What is being asked:
Copy all of the following lines word for word.

Segmentation dataset lines:
※

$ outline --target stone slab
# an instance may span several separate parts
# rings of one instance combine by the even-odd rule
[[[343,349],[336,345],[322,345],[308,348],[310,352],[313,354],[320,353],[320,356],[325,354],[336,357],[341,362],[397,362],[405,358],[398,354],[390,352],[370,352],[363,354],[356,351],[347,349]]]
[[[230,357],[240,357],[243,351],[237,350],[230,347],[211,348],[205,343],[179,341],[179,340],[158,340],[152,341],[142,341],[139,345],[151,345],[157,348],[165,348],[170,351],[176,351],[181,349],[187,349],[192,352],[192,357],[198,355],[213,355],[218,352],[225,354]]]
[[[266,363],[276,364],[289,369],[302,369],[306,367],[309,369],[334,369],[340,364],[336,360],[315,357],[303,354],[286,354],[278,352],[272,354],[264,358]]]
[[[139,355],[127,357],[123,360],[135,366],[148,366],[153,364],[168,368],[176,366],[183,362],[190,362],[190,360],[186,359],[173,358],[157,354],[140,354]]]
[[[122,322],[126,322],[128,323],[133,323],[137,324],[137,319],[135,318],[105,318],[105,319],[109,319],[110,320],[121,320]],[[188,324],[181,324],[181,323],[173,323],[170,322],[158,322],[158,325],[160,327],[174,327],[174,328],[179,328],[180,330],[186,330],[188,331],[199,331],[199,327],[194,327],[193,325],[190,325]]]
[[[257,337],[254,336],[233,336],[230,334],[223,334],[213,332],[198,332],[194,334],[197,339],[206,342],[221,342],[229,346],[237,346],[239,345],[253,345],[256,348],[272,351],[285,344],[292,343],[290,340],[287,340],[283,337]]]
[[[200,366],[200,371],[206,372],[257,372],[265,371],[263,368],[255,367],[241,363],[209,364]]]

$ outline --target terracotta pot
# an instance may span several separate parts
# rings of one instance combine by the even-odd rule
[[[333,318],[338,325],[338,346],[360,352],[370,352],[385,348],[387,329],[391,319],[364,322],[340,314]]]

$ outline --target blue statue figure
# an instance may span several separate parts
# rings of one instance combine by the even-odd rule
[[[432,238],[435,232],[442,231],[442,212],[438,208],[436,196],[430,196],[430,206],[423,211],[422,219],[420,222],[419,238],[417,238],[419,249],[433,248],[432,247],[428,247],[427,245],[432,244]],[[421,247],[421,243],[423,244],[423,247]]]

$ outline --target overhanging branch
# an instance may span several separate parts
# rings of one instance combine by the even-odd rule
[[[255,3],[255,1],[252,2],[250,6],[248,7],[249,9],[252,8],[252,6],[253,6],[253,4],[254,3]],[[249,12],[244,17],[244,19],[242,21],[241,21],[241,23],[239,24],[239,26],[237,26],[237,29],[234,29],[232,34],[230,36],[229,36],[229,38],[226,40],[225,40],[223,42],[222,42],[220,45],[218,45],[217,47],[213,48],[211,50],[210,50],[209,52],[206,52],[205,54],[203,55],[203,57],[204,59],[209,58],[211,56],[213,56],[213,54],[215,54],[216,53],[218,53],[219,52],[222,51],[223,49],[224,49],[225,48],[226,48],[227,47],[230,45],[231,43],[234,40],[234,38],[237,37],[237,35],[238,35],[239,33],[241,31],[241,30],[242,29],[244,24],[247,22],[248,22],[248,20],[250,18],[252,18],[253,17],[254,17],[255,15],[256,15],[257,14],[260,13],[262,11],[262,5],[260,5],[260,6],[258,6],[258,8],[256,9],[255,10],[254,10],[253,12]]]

※

Task answer:
$ outline --target stone slab
# an instance may span several separate parts
# rings of one instance combine by the even-odd rule
[[[343,349],[336,345],[322,345],[308,348],[310,352],[313,354],[320,353],[320,356],[325,354],[336,357],[341,362],[397,362],[405,358],[398,354],[390,352],[370,352],[363,354],[356,351],[347,349]]]
[[[230,357],[240,357],[243,351],[237,350],[230,347],[211,348],[205,343],[179,341],[179,340],[158,340],[152,341],[142,341],[139,345],[151,345],[157,348],[165,348],[170,351],[176,351],[181,349],[187,349],[192,352],[192,357],[198,355],[213,355],[218,352],[225,354]]]
[[[266,363],[276,364],[289,369],[302,369],[306,367],[309,369],[334,369],[340,364],[336,360],[315,357],[303,354],[286,354],[278,352],[272,354],[264,358]]]
[[[139,355],[127,357],[123,360],[135,366],[148,366],[153,364],[168,368],[176,366],[183,362],[190,362],[190,360],[186,359],[173,358],[157,354],[140,354]]]
[[[122,322],[126,322],[128,323],[133,323],[137,324],[137,319],[135,318],[105,318],[105,319],[109,319],[110,320],[121,320]],[[188,324],[181,324],[181,323],[173,323],[170,322],[158,322],[158,325],[160,327],[174,327],[174,328],[179,328],[180,330],[186,330],[188,331],[199,331],[199,327],[194,327],[193,325],[190,325]]]
[[[257,337],[254,336],[233,336],[230,334],[223,334],[213,332],[198,332],[194,334],[197,339],[206,342],[221,342],[229,346],[237,346],[239,345],[253,345],[256,348],[272,351],[285,344],[292,343],[290,340],[287,340],[283,337]]]
[[[200,366],[200,371],[206,372],[257,372],[265,371],[263,368],[255,367],[241,363],[209,364]]]

$ outline --target terracotta pot
# an instance may span several separate parts
# rings of one instance combine by the even-odd rule
[[[333,318],[338,325],[338,346],[360,352],[370,352],[385,348],[387,329],[391,319],[364,322],[340,314]]]

$ outline --target blue statue figure
# an instance may span several separate parts
# rings of one instance combine by the even-odd rule
[[[432,238],[435,232],[442,231],[442,212],[438,208],[436,196],[430,196],[430,206],[423,211],[422,219],[420,222],[419,238],[417,238],[419,249],[433,248],[432,247],[428,247],[427,245],[432,244]],[[421,247],[421,243],[423,244],[423,247]]]

$ outline --target overhanging branch
# an instance may span several separate parts
# rings of one instance combine by the even-odd rule
[[[255,3],[255,1],[252,2],[250,6],[248,7],[249,9],[252,8],[252,6],[253,6],[253,4],[254,3]],[[249,12],[244,17],[244,19],[242,21],[241,21],[241,23],[239,24],[239,26],[237,26],[237,29],[234,29],[232,34],[230,36],[229,36],[229,38],[226,40],[225,40],[223,42],[222,42],[220,45],[218,45],[217,47],[213,48],[211,50],[210,50],[209,52],[206,52],[205,54],[203,55],[203,57],[204,59],[209,58],[211,56],[213,56],[213,54],[215,54],[216,53],[218,53],[219,52],[222,51],[223,49],[224,49],[225,48],[226,48],[227,47],[230,45],[231,43],[234,40],[234,38],[237,37],[237,35],[238,35],[239,33],[241,31],[241,30],[242,29],[244,24],[247,22],[248,22],[248,20],[250,18],[252,18],[253,17],[254,17],[255,15],[256,15],[257,14],[260,13],[262,11],[262,5],[260,5],[260,6],[258,6],[258,8],[256,9],[255,10],[254,10],[253,12]]]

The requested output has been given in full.